__Records to process__
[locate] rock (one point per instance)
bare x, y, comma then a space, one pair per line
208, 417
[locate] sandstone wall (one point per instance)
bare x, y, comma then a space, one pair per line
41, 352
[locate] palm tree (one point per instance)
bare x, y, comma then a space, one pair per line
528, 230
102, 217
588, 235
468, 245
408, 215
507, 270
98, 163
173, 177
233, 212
==
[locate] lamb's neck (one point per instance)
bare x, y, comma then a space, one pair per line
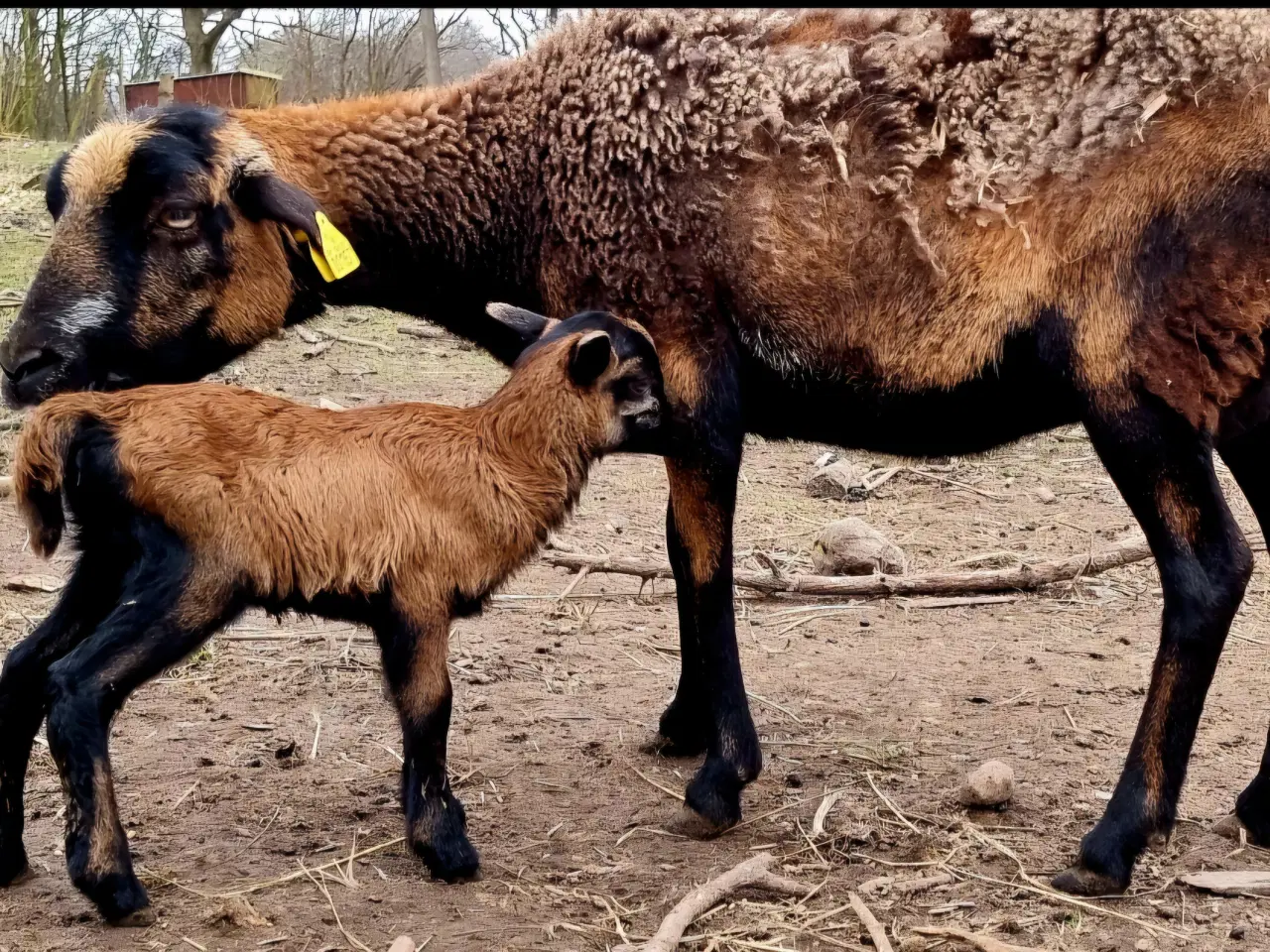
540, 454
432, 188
* * *
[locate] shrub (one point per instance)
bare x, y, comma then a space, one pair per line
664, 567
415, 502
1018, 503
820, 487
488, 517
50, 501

__Exercise requirements__
Collect each line in the entries above that contains the word "point".

__Expected answer__
[locate] rock (one point per instance)
[locate] sandstone wall (one point per instance)
[locate] palm tree (one point per instance)
[locate] lamb's neck (one point per instance)
[locate] shrub (one point per instance)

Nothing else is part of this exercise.